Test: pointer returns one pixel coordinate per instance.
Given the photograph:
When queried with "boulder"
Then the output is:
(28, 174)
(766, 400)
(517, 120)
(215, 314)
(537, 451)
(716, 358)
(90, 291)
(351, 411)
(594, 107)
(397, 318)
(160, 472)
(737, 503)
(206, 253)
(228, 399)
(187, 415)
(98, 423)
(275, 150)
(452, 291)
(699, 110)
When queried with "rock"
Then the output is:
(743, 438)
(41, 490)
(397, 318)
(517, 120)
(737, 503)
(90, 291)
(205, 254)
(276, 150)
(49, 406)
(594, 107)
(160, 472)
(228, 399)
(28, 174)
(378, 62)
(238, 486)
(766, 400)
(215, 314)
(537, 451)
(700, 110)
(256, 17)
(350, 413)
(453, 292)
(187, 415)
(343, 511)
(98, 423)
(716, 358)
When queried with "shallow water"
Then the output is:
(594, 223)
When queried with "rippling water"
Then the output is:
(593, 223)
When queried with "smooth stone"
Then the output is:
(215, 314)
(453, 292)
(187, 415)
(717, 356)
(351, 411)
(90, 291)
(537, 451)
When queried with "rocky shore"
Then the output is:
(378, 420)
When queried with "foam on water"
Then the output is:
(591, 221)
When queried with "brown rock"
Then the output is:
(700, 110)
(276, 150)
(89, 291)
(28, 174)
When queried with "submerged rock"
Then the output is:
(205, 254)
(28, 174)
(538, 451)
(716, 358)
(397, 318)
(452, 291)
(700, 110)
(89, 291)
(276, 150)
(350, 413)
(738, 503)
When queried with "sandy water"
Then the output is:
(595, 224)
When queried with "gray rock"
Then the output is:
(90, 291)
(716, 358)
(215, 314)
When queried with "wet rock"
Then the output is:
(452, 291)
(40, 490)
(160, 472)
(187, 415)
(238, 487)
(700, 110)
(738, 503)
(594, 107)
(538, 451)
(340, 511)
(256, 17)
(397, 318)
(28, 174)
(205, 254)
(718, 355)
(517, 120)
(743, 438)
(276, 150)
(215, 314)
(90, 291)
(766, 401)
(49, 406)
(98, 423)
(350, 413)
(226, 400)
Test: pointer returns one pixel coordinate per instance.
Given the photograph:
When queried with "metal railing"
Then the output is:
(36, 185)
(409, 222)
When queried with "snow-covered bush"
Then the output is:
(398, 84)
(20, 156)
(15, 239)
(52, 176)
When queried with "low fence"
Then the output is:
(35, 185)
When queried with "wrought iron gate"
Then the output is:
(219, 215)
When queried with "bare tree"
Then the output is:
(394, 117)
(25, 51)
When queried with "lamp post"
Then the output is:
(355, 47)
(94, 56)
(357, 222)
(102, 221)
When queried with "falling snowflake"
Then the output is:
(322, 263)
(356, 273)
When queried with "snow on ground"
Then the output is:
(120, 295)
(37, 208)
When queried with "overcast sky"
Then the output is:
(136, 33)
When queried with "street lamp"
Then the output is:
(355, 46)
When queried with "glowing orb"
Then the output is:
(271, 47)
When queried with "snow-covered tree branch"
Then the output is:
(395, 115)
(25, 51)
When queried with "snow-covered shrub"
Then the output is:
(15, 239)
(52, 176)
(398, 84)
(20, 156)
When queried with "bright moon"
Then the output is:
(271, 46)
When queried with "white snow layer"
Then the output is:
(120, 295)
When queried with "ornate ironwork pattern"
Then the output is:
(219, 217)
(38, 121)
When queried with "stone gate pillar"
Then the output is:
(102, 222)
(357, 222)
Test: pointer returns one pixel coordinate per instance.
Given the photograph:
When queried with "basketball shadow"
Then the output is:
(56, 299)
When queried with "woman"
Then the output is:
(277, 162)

WHAT IS ASKED: Repeat the listing in full, keeping every line exactly as it is.

TASK OUTPUT:
Test: pointer returns one pixel coordinate per instance.
Given the photograph:
When queried with "boulder"
Then the output is:
(28, 174)
(766, 400)
(517, 120)
(215, 314)
(537, 451)
(716, 358)
(90, 291)
(351, 411)
(594, 107)
(397, 318)
(160, 472)
(737, 503)
(206, 253)
(228, 399)
(187, 415)
(98, 423)
(275, 150)
(452, 291)
(699, 110)
When queried with "rock"
Then the output is:
(743, 438)
(41, 490)
(397, 318)
(517, 120)
(737, 503)
(90, 291)
(205, 254)
(276, 150)
(49, 406)
(594, 107)
(160, 472)
(228, 399)
(28, 174)
(378, 62)
(238, 486)
(766, 400)
(215, 314)
(537, 451)
(700, 110)
(256, 17)
(350, 413)
(453, 292)
(187, 415)
(343, 511)
(98, 423)
(716, 358)
When queried with "shallow water"
Then the output is:
(594, 223)
When queried with "rippling water"
Then the output is:
(593, 223)
When queried with "smooth stone"
Then the output is:
(215, 314)
(453, 292)
(187, 415)
(717, 356)
(351, 411)
(90, 291)
(537, 451)
When queried with "rocky shore"
Then the output is:
(378, 420)
When queried with "foam on water"
Then the output is:
(591, 221)
When queried with "brown rock"
Then the output is:
(700, 110)
(276, 150)
(89, 291)
(28, 174)
When queried with "submerged rock"
Then the output is:
(205, 254)
(28, 174)
(538, 451)
(716, 358)
(397, 318)
(452, 291)
(700, 110)
(89, 291)
(276, 150)
(350, 413)
(738, 503)
When queried with "sandy water"
Then the output is:
(595, 224)
When queried with "gray rock"
Then the output is:
(90, 291)
(716, 358)
(215, 314)
When queried with "wet rock"
Then the output is:
(452, 291)
(40, 490)
(160, 472)
(187, 415)
(238, 487)
(700, 110)
(738, 503)
(594, 107)
(538, 451)
(340, 511)
(256, 17)
(397, 318)
(28, 174)
(205, 254)
(718, 355)
(517, 120)
(743, 438)
(276, 150)
(215, 314)
(90, 291)
(766, 401)
(49, 406)
(98, 423)
(350, 413)
(226, 400)
Test: pointer returns one pixel coordinate per instance.
Given the photograph:
When queried with "metal railing"
Then the output is:
(36, 185)
(409, 222)
When queried with "snow-covered bush"
Then the output is:
(398, 84)
(20, 156)
(15, 239)
(52, 176)
When queried with "low fence"
Then the output is:
(35, 185)
When queried with "wrought iron gate"
Then the output is:
(219, 215)
When queried with "bare tree"
Then the output is:
(394, 117)
(25, 51)
When queried with "lamp post"
Then the output is:
(355, 47)
(94, 56)
(357, 222)
(102, 221)
When queried with "falling snowflake"
Then the output is:
(322, 263)
(356, 273)
When queried with "snow on ground"
Then the output is:
(120, 295)
(37, 208)
When queried with "overcast sky"
Then the output is:
(136, 33)
When queried with "street lamp"
Then the output is:
(355, 46)
When queried with "glowing orb"
Then the output is:
(271, 47)
When queried with "snow-covered tree branch"
Then the output is:
(395, 115)
(25, 51)
When queried with "snow-covered shrub"
Then the output is:
(15, 239)
(52, 176)
(398, 84)
(20, 156)
When queried with "bright moon"
Then the output is:
(271, 46)
When queried with "white snow layer"
Then the output is:
(120, 295)
When queried with "ornate ironwork pattern"
Then the output is:
(219, 217)
(38, 121)
When queried with "stone gate pillar"
Then the output is:
(102, 222)
(357, 222)
Test: pointer returns one pixel coordinate per instance.
Given the photograph:
When queried with "basketball shadow"
Then the output is:
(56, 299)
When queried with "woman"
Then the output is:
(277, 162)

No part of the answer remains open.